# Material shown
* * *
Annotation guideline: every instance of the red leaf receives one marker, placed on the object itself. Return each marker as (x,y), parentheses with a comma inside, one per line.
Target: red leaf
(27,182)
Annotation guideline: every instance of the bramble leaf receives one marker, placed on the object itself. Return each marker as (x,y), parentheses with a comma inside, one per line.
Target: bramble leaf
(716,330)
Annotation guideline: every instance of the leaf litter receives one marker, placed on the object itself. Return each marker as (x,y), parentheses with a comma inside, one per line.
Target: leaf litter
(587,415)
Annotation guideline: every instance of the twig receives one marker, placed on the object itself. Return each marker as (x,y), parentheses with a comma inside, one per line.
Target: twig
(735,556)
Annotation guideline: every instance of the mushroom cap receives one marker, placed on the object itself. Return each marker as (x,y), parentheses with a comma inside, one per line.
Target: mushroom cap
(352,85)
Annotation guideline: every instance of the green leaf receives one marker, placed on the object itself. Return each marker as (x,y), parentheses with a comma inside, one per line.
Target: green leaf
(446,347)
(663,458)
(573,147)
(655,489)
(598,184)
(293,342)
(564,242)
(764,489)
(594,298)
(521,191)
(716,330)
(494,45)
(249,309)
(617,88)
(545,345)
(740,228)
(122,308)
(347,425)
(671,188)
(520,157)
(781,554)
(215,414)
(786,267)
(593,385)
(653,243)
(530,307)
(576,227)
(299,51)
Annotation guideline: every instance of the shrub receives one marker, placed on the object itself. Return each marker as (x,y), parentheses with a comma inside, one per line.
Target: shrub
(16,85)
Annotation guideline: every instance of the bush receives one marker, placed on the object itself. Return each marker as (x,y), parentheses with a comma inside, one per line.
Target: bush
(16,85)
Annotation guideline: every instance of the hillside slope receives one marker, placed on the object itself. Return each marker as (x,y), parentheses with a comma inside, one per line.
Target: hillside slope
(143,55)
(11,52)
* * *
# Aim of the task
Rewrite all of the entries above as a two-column CSV headed instruction,markers, one row per entry. Put each entry's text in the instruction column and its answer in the markers column, with each field in double quotes and line breaks turned into spaces.

# Result of this task
instruction,markers
"Annotation guideline: every instance of the red leaf receives one marker, placed on the object itself. Return each marker as (x,y), parentheses with a comma inside, one per line. Target: red leaf","(27,182)"
"Annotation guideline: every instance of the bramble leaf receives one marker, placed on the object itself. Return each marker as (x,y), parentheses with a comma inside, one per line. Target: bramble leaf","(716,330)"
"Annotation guideline: every instance of the leaf litter receives one marker, placed on the object itself. Return each marker as (x,y), parentheses with a comma inside, one per line. Target: leaf litter","(587,415)"
"Annotation guideline: every instance of the twig receives one marker, placed on the object itself. Return each marker as (x,y), parentheses with a comma inside, one per line. Target: twig","(735,556)"
"Annotation guideline: every instance of the mushroom cap receives one marker, placed on the object itself. Return each marker as (x,y), parentheses with a comma inside, one per line. Target: mushroom cap","(352,85)"
"Annotation guideline: every instance of the green leaf receives one marker, placed on the object itself. Return each marker as (x,y), parentheses with a comma inside, one per line. Target: green leaf","(446,347) (663,458) (573,147) (655,489) (598,184) (293,342) (564,242) (764,489) (594,298) (521,191) (716,330) (494,45) (249,309) (617,88) (545,345) (740,228) (122,308) (347,425) (671,188) (520,157) (781,554) (215,414) (786,267) (593,385) (653,243) (530,307) (576,227) (299,51)"
"Annotation guideline: every instance of the shrub receives one marker, placed on the object itself. Return each marker as (x,y), parentheses with a comma inside, one per line. Target: shrub","(16,85)"
"Annotation guideline: every instance of the bush receives one marker, placed on the object itself. Return each marker as (x,y), parentheses with a comma inside, one per line. Target: bush","(16,85)"
"Annotation guideline: every instance of the hillside slope receives one marker, placed on the object itself. Return each marker as (x,y), parentheses with a comma inside, one per line. Target: hillside slope","(143,55) (11,52)"